Texto extraído:
+ + + +

Nesse sentido, o empresário não pensa em termos de valor, no sentido marxista, mas em termos de lucro, ou seja: pensa no fenômeno do valor e não no valor stricto sensu, na expressão fenomênica do valor. Ao fazê-lo, estabelece o seguinte: em áreas extremamente atrasadas, como é o caso da Amazônia e de vários países da África e da Ásia, a taxa de lucro tem de ser "x". Ele raciocina de trás para frente, e não como o teórico faz, de frente para trás. Se a taxa de lucro tem de ser "x", o investimento de capital constante, equipamentos etc., tem de ser "y". O trabalho é remunerado com o resíduo dessa composição orgânica, ou seja, não entra contabilisticamente na composição orgânica do capital em termos das necessidades do trabalhador mas em termos da necessidades do capital, o que foi dito por Marx. Com isso, um capital de baixíssima composição orgânica, como é o caso nas remotas regiões de fronteira econômica, aparece e funciona como capital de alta composição orgânica, nos setores mais centrais e modernos da economia.

+ + + +

Dados brutos:
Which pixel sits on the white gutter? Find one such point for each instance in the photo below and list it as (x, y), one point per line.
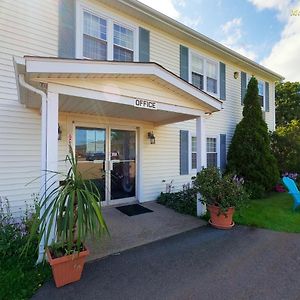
(44, 148)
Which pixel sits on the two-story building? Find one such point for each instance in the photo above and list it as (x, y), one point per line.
(143, 99)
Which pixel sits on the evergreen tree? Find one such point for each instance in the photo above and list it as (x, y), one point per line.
(250, 154)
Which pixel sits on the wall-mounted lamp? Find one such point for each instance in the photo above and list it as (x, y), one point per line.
(151, 137)
(59, 133)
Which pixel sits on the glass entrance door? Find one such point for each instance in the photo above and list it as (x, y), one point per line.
(110, 163)
(90, 150)
(123, 165)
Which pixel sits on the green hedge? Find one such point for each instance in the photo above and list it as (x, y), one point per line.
(184, 202)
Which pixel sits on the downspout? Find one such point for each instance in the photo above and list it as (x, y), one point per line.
(44, 147)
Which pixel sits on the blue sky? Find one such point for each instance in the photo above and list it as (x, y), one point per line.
(262, 30)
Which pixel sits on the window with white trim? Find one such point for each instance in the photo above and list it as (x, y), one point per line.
(123, 43)
(261, 93)
(194, 152)
(94, 37)
(204, 73)
(212, 77)
(104, 38)
(197, 71)
(211, 152)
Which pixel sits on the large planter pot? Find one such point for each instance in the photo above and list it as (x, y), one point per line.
(220, 220)
(67, 269)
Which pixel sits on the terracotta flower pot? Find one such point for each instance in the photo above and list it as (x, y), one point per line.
(220, 220)
(67, 269)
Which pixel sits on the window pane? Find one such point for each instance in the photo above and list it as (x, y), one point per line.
(123, 37)
(212, 160)
(197, 64)
(211, 145)
(197, 80)
(260, 88)
(194, 160)
(121, 54)
(211, 70)
(94, 26)
(212, 85)
(194, 144)
(94, 48)
(261, 100)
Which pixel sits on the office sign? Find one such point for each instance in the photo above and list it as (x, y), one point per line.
(145, 104)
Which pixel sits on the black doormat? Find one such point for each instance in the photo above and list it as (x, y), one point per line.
(133, 209)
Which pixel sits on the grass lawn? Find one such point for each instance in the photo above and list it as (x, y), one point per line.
(274, 212)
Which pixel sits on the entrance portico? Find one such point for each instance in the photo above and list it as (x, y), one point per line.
(112, 99)
(144, 94)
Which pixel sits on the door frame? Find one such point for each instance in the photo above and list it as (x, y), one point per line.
(108, 128)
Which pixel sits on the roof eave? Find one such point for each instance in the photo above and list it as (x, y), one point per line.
(137, 5)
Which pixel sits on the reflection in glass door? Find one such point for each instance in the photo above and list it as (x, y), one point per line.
(123, 164)
(90, 152)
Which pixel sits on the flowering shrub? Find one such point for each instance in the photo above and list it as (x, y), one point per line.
(293, 176)
(224, 191)
(19, 277)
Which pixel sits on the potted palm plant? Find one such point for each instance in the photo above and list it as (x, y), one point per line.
(222, 194)
(73, 209)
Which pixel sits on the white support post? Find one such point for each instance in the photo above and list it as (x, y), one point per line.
(140, 141)
(49, 154)
(201, 157)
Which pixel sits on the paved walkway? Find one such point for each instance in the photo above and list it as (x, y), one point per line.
(204, 263)
(129, 232)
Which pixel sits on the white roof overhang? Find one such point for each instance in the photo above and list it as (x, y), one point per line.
(38, 71)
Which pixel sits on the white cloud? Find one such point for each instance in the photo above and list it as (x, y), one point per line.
(232, 31)
(166, 7)
(284, 57)
(283, 7)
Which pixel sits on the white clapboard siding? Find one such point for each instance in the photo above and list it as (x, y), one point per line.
(31, 28)
(26, 28)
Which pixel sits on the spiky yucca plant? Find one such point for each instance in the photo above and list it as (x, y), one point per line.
(73, 209)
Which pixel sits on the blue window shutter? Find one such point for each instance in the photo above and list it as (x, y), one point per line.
(223, 158)
(184, 152)
(67, 29)
(267, 97)
(184, 63)
(222, 81)
(144, 45)
(243, 86)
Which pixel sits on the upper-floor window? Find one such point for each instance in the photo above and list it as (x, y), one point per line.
(261, 91)
(104, 38)
(204, 73)
(194, 152)
(123, 43)
(211, 152)
(94, 37)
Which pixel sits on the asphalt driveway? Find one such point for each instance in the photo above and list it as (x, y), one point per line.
(204, 263)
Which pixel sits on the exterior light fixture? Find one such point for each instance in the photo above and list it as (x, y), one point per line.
(59, 133)
(151, 137)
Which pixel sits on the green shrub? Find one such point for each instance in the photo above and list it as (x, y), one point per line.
(285, 142)
(19, 276)
(249, 154)
(184, 202)
(224, 191)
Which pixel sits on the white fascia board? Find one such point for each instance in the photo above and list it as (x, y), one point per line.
(37, 65)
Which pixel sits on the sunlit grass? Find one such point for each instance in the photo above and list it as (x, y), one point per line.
(274, 212)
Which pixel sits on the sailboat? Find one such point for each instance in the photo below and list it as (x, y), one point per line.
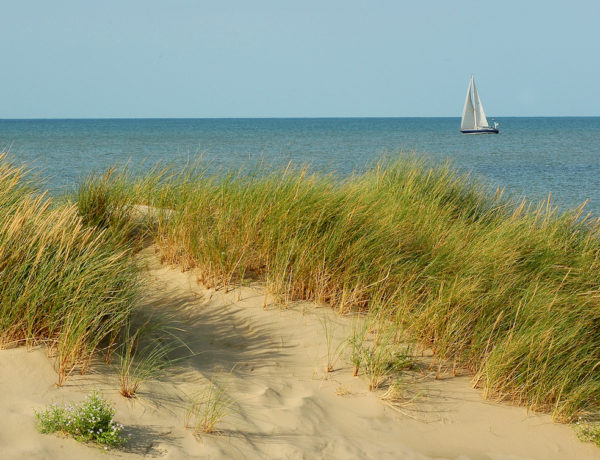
(474, 120)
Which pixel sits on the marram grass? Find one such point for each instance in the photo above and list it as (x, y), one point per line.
(507, 289)
(62, 283)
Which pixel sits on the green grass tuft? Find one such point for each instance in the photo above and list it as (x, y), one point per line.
(506, 289)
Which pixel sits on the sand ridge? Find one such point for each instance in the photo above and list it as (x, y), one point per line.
(272, 362)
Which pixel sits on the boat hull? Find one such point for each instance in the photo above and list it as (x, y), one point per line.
(480, 131)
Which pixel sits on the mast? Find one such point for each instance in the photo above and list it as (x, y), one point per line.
(468, 118)
(480, 118)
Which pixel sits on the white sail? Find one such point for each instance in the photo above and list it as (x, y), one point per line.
(480, 118)
(468, 120)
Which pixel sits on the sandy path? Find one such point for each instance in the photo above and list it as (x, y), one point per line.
(272, 362)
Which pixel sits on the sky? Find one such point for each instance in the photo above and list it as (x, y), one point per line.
(225, 58)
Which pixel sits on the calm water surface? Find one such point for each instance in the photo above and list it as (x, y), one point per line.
(531, 156)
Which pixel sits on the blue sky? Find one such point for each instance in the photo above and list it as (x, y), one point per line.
(178, 58)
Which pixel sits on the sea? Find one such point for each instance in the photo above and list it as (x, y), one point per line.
(531, 157)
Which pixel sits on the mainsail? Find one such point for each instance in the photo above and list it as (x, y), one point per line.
(473, 115)
(480, 119)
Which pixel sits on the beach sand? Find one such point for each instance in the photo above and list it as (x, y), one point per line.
(272, 362)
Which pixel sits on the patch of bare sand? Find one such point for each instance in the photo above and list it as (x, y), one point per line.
(272, 363)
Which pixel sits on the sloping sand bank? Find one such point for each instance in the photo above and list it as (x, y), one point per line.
(272, 363)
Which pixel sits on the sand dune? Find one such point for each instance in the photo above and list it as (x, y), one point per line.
(272, 362)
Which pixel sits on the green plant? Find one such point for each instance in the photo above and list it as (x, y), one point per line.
(208, 409)
(356, 342)
(383, 358)
(333, 354)
(465, 272)
(90, 421)
(144, 354)
(62, 283)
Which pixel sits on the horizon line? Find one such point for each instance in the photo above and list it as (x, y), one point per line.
(283, 118)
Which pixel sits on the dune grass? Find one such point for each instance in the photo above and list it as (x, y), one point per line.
(62, 283)
(506, 289)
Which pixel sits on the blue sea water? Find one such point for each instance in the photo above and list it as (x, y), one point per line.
(530, 156)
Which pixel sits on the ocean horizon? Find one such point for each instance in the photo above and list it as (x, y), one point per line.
(532, 156)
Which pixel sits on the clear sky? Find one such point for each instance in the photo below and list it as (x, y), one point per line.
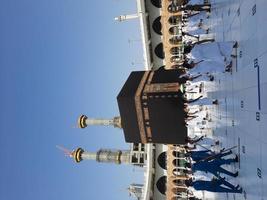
(60, 59)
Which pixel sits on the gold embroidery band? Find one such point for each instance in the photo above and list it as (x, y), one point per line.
(150, 77)
(162, 87)
(138, 107)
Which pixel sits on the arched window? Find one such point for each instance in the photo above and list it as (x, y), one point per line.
(176, 162)
(162, 158)
(157, 25)
(175, 154)
(161, 184)
(175, 50)
(174, 30)
(178, 190)
(174, 20)
(159, 51)
(178, 182)
(175, 40)
(173, 8)
(156, 3)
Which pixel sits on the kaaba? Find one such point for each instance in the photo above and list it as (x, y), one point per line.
(152, 108)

+ + + +

Exercícios propostos:
a. Indique se cada afirmação a seguir está de acordo com o texto extraído, respondendo sim ou não e citando literalmente as palavras do texto que decidem a questão. (i) O empresário pensa em termos de lucro, e não de valor no sentido marxista. (ii) O empresário raciocina de frente para trás, como faz o teórico. (iii) O trabalho entra na composição orgânica do capital em termos das necessidades do trabalhador.
b. Que regiões o texto extraído dá como exemplo de áreas extremamente atrasadas?

Respostas em ordem:
a.
(i) Sim: "o empresário não pensa em termos de valor, no sentido marxista, mas em termos de lucro".
(ii) Não: "Ele raciocina de trás para frente, e não como o teórico faz, de frente para trás."
(iii) Não: "não entra contabilisticamente na composição orgânica do capital em termos das necessidades do trabalhador".

b. A Amazônia e vários países da África e da Ásia.